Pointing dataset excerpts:
- - -
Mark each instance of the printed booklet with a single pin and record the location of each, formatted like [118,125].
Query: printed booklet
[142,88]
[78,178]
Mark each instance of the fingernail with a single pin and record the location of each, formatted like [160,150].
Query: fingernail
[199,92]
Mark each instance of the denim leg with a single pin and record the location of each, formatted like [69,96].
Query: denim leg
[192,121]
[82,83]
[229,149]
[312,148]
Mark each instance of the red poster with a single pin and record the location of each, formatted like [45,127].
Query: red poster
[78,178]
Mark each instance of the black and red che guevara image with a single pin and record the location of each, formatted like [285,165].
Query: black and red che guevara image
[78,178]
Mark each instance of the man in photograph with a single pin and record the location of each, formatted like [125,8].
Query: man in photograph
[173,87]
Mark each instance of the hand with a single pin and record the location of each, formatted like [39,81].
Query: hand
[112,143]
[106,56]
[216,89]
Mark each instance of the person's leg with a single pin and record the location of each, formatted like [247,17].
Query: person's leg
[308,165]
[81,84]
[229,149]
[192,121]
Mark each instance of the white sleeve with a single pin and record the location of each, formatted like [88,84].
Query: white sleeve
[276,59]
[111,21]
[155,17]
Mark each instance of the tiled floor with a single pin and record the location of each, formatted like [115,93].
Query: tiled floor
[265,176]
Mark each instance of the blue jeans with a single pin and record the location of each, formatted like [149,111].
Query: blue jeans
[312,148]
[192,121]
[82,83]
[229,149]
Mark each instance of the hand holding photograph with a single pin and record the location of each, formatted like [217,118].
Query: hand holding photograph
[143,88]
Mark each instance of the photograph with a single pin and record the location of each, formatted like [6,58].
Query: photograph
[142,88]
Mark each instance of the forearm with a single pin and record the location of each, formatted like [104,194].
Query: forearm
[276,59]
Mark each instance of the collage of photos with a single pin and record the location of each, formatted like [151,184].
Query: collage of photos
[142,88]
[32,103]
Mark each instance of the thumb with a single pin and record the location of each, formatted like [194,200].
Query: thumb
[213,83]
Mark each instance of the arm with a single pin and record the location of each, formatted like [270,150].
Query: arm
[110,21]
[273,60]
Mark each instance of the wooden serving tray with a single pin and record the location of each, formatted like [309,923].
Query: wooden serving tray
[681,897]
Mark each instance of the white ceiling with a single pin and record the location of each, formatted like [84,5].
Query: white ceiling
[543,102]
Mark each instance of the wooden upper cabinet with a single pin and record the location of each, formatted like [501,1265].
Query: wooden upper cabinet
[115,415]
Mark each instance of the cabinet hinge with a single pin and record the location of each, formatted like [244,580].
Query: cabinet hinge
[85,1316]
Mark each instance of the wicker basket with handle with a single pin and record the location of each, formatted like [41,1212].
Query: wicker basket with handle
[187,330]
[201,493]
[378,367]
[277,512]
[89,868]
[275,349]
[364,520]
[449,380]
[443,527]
- - -
→ **Set problem**:
Starting at the line containing "Mark each instance of the wicker" and continuing through the end of the entries, write those lines out again with "wicker basket" swapped for "rattan basket" and nothing else altered.

→ **Task response**:
Mark each instance of the rattan basket with handle with a single pin and record the location of each, formatted like [41,1212].
Query: rattan basket with handle
[187,330]
[201,493]
[378,367]
[277,512]
[89,868]
[275,349]
[364,520]
[449,380]
[443,527]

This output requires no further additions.